PROBLEM STATEMENT: Say how many lines of the listing below hold the word "positive". Give only that number.

MATERIAL FOR THIS TASK START

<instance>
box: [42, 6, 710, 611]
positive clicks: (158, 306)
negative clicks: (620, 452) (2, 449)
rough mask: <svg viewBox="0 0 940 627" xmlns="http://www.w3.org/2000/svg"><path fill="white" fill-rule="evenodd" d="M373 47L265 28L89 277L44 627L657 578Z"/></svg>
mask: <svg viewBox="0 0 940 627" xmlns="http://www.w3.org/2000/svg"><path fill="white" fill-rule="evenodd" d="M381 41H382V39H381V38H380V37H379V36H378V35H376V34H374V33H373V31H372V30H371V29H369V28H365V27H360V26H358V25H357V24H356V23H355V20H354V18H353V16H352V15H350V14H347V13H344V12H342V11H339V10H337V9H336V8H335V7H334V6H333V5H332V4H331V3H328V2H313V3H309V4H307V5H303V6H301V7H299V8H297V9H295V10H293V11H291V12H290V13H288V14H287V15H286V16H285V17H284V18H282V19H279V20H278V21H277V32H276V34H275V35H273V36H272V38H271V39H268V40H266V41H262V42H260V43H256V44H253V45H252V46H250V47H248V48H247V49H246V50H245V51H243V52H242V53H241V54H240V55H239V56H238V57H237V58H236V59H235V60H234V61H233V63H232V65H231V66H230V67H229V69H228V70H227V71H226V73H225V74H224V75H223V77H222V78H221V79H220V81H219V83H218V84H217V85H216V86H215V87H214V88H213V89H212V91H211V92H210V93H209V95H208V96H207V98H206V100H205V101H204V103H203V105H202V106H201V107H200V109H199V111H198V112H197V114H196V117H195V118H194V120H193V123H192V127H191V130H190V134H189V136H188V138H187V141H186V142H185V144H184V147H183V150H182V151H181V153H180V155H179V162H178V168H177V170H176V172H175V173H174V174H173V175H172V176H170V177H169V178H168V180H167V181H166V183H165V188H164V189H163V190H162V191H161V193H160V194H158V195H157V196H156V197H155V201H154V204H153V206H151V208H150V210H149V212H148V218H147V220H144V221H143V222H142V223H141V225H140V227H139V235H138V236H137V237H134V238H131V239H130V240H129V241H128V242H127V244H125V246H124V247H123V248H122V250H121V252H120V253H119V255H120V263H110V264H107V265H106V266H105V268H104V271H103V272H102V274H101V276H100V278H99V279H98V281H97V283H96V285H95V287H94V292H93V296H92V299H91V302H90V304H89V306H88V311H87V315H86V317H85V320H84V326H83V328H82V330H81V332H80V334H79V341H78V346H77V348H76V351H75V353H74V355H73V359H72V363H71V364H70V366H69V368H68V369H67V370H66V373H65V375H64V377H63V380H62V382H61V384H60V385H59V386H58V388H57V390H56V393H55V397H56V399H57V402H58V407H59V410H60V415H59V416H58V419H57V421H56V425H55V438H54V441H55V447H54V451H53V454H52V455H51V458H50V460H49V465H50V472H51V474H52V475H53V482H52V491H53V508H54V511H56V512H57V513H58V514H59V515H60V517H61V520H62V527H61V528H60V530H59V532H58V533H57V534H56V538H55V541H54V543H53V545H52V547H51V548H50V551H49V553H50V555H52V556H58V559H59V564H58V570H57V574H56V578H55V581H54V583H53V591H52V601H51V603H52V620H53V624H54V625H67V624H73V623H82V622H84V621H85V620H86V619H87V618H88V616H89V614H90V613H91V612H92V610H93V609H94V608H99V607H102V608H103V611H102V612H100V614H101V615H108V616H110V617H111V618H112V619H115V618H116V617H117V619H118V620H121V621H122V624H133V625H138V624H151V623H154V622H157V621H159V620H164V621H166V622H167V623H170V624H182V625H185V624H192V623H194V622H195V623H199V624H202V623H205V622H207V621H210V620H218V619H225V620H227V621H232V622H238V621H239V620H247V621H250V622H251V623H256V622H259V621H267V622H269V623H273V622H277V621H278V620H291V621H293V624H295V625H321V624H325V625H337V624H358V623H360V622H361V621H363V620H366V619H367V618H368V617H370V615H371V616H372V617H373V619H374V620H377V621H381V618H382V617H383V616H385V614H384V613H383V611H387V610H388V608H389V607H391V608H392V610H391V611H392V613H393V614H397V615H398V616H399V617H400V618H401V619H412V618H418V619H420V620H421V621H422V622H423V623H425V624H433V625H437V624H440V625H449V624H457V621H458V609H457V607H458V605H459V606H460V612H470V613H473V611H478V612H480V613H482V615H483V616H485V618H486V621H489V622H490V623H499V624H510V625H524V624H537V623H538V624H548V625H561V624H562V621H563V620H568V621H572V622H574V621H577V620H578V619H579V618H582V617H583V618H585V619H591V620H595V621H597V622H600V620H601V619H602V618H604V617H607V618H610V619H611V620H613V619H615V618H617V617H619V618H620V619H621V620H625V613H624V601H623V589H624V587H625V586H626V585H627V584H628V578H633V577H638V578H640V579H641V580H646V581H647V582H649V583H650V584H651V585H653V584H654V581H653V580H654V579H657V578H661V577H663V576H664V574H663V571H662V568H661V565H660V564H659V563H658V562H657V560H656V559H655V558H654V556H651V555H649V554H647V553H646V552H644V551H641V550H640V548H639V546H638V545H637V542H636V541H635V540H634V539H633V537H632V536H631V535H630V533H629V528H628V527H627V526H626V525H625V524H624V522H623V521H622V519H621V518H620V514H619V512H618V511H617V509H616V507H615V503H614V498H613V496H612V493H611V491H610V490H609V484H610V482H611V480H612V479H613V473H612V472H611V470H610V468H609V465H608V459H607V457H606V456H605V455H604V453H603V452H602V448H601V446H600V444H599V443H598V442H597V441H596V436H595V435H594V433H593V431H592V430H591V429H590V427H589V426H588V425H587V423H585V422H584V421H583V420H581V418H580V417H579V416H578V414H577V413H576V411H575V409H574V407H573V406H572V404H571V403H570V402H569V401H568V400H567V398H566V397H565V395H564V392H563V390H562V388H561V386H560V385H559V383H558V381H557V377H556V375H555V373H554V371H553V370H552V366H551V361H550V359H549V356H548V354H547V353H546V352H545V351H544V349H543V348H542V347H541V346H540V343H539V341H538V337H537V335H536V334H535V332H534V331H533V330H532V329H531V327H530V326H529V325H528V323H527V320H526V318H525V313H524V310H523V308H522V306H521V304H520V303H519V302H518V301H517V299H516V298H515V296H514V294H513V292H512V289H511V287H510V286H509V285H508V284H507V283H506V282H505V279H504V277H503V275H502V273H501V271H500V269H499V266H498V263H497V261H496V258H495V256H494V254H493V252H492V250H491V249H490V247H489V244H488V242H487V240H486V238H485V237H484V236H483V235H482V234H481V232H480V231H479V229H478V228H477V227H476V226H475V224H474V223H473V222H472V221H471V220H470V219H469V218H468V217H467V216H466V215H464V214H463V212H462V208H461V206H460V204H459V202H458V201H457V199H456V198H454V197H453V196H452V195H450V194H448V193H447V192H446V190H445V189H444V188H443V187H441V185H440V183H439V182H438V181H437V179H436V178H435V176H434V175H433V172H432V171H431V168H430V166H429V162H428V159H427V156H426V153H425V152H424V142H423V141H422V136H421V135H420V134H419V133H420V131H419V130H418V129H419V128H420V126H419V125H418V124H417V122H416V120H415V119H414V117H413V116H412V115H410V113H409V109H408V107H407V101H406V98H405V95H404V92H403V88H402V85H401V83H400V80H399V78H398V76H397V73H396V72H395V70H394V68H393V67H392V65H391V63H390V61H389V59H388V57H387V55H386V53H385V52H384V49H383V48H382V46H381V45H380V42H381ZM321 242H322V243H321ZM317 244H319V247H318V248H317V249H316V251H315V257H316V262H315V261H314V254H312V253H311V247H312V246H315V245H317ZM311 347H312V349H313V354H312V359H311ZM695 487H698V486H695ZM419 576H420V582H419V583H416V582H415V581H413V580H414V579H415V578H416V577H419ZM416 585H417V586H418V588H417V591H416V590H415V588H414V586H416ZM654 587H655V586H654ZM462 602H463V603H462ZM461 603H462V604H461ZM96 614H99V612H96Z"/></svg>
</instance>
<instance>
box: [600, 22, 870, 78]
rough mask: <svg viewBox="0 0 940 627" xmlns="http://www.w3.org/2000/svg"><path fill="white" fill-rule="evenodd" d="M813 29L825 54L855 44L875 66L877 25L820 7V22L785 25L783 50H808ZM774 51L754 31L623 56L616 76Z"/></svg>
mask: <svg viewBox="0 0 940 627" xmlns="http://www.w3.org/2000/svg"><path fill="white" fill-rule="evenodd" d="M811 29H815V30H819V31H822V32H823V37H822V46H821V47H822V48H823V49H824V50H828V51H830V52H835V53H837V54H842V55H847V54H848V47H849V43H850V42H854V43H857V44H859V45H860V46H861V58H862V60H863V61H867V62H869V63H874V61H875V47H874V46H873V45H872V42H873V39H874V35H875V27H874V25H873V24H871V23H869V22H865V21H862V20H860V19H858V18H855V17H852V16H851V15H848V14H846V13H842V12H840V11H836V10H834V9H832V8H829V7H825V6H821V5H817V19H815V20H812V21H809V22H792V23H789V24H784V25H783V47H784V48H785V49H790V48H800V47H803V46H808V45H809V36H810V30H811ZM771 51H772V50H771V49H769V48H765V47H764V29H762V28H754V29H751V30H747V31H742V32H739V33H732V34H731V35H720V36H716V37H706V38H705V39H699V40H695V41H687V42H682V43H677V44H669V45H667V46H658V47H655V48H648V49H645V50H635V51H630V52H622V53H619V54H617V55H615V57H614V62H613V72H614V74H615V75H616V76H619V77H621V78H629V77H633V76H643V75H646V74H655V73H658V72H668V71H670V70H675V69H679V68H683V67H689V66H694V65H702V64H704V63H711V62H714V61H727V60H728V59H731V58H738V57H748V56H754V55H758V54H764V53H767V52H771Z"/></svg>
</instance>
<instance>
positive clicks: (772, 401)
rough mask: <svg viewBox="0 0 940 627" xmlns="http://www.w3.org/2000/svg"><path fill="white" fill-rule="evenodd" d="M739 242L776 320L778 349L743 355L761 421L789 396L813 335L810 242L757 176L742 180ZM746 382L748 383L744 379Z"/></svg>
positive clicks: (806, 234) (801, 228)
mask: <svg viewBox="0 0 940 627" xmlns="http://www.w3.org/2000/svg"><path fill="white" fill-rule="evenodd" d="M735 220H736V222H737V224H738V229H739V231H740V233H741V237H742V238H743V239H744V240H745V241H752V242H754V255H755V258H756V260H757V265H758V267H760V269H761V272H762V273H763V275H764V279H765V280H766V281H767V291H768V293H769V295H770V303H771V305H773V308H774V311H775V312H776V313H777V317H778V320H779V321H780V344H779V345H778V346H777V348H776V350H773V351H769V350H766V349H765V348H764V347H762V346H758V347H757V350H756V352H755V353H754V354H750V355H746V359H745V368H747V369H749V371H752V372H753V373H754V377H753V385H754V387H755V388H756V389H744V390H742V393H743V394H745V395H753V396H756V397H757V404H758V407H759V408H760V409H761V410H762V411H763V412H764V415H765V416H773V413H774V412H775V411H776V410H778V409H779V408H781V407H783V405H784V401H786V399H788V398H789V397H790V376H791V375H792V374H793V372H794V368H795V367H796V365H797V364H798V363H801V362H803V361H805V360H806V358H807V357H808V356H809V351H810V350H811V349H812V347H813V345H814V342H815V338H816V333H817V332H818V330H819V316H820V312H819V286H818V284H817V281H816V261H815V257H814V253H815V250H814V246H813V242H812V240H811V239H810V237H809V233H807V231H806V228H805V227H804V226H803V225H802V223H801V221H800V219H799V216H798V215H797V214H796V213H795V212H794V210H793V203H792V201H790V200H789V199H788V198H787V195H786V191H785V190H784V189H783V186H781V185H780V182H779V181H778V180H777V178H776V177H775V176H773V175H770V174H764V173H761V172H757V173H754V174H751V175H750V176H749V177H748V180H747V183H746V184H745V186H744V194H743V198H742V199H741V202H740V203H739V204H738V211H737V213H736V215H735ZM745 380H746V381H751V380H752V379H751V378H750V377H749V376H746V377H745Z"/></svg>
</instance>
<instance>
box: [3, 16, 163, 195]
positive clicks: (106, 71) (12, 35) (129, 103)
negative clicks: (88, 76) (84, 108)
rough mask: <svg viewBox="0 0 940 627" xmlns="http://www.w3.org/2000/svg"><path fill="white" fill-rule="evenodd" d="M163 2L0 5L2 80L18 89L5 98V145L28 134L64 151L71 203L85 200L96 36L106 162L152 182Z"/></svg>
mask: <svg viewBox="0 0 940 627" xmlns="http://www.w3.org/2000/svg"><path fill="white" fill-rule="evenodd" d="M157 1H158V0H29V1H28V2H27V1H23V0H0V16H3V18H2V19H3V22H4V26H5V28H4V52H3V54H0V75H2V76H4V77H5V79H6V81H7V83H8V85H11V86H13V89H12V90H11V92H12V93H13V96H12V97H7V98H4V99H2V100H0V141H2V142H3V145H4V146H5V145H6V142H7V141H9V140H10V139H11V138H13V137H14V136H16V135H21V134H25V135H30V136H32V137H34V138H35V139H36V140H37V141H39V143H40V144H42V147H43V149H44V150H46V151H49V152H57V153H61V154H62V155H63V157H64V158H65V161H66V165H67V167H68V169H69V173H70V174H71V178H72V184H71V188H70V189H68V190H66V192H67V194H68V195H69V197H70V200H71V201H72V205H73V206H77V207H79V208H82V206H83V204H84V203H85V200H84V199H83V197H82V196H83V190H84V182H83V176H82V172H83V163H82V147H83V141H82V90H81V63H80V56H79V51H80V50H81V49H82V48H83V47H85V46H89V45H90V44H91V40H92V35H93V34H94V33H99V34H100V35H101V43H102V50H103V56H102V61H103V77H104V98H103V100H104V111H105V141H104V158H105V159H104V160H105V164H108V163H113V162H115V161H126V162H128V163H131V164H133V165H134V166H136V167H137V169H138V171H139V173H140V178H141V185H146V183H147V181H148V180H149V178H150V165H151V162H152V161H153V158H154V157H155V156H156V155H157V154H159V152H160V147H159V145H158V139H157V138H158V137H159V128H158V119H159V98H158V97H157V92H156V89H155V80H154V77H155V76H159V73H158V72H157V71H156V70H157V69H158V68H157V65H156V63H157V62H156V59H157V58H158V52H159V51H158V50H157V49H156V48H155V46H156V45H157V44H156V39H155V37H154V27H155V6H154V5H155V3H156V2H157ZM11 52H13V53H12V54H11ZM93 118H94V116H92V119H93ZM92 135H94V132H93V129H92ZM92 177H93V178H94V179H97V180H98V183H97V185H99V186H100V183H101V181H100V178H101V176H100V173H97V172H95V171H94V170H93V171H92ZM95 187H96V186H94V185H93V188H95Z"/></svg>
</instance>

MATERIAL FOR THIS TASK END

WRITTEN REPLY: 4